Retype all of the following lines exactly, without changing any character.
- - - - -
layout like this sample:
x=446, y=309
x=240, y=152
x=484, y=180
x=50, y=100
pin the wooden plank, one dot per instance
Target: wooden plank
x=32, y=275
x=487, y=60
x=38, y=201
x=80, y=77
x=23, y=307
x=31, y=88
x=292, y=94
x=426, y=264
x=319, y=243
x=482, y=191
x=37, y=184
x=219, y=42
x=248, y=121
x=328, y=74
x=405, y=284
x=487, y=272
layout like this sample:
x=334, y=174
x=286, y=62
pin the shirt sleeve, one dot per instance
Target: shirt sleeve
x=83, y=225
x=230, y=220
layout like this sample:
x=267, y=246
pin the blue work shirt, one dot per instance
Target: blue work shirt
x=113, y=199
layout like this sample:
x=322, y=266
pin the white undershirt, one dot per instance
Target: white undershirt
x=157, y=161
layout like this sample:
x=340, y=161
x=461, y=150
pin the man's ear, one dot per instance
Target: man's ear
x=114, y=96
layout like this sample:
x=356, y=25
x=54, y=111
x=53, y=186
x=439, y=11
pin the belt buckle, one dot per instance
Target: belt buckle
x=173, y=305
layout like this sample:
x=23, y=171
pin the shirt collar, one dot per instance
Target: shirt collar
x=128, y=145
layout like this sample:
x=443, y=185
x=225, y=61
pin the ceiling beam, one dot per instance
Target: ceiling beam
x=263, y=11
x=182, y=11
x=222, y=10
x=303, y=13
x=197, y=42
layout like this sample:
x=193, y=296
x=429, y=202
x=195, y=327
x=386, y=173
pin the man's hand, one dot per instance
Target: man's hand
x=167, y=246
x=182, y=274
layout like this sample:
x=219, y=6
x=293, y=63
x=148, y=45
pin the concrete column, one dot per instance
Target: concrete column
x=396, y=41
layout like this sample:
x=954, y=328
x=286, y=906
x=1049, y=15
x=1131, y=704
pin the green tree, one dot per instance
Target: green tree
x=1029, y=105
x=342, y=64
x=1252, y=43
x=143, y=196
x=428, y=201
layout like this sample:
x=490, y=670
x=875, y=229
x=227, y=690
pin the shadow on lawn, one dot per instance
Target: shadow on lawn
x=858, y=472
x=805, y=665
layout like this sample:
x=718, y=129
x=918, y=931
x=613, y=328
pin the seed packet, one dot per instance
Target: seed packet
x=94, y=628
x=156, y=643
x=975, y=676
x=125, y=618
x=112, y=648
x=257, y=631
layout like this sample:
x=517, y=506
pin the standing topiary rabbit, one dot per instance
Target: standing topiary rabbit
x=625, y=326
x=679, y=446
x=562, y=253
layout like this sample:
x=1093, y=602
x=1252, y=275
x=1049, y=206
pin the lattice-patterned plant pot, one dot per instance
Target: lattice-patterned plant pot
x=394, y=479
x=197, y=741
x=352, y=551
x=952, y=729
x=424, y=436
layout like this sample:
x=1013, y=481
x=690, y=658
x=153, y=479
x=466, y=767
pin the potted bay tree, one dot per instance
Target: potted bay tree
- - - - -
**WORKED SOLUTION**
layout like this sample:
x=446, y=309
x=240, y=152
x=484, y=180
x=50, y=100
pin the wooden plank, one dot per instance
Target: wooden plank
x=32, y=275
x=487, y=60
x=38, y=201
x=80, y=77
x=23, y=307
x=31, y=88
x=292, y=94
x=426, y=264
x=319, y=243
x=482, y=191
x=37, y=184
x=219, y=42
x=248, y=121
x=328, y=74
x=405, y=284
x=487, y=272
layout like this sample:
x=334, y=174
x=286, y=62
pin the shirt sleeve, one dot per instance
Target: shirt sleeve
x=83, y=225
x=230, y=220
layout like this sample:
x=267, y=246
pin the blue work shirt, one dot per instance
Target: blue work shirt
x=113, y=199
layout like this sample:
x=322, y=266
pin the white undershirt, one dot per instance
Target: white undershirt
x=157, y=161
layout like this sample:
x=340, y=161
x=461, y=150
pin the man's ear, one dot per instance
Target: man's ear
x=114, y=96
layout like this sample:
x=356, y=25
x=54, y=111
x=53, y=186
x=439, y=11
pin the belt buckle, one dot per instance
Target: belt buckle
x=173, y=305
layout like this sample:
x=23, y=171
pin the shirt collar, one dot per instance
Target: shirt collar
x=128, y=145
layout like this sample:
x=443, y=185
x=225, y=61
pin the ceiling beam, one dot per instance
Target: ceiling beam
x=263, y=11
x=182, y=11
x=222, y=10
x=303, y=13
x=197, y=42
layout like this sample:
x=193, y=296
x=429, y=202
x=195, y=327
x=386, y=173
pin the man's hand, one dot per instance
Target: man's hand
x=167, y=246
x=182, y=274
layout like this sample:
x=219, y=6
x=293, y=63
x=148, y=45
pin the concrete column, one dot per instance
Target: concrete column
x=396, y=41
layout like this sample:
x=954, y=328
x=286, y=906
x=1049, y=15
x=1131, y=704
pin the green tree, one dot per instance
Target: green tree
x=1029, y=105
x=342, y=64
x=1252, y=43
x=143, y=196
x=428, y=201
layout like this sample:
x=490, y=670
x=875, y=229
x=227, y=690
pin the shadow on lawn, one dot per instance
Target: shadow on lawn
x=858, y=472
x=805, y=665
layout like this sample:
x=718, y=129
x=918, y=931
x=613, y=328
pin the seed packet, one dot per instance
Target: seed packet
x=94, y=628
x=156, y=643
x=975, y=676
x=125, y=618
x=112, y=648
x=257, y=631
layout like this sample:
x=517, y=506
pin the standing topiary rabbit, one dot per instance
Target: standing topiary rabbit
x=625, y=326
x=679, y=446
x=562, y=253
layout like this sample:
x=1093, y=602
x=1252, y=275
x=1049, y=206
pin the lattice-patterned plant pot, one dot per instance
Target: lattice-patterned plant pot
x=394, y=479
x=197, y=741
x=352, y=551
x=952, y=729
x=424, y=436
layout like this sample:
x=1013, y=481
x=690, y=658
x=153, y=479
x=466, y=767
pin the potted bay tree, one dot per instance
Target: potted bay tree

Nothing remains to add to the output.